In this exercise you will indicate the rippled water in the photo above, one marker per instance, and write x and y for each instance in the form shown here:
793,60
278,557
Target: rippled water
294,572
::::::
Return each line of the data exactly as it was given.

In this exercise you will indicate the rippled water in the photo above, one marker per instance, and write x and y for each instance in the form shown here:
793,60
278,557
Target: rippled water
294,572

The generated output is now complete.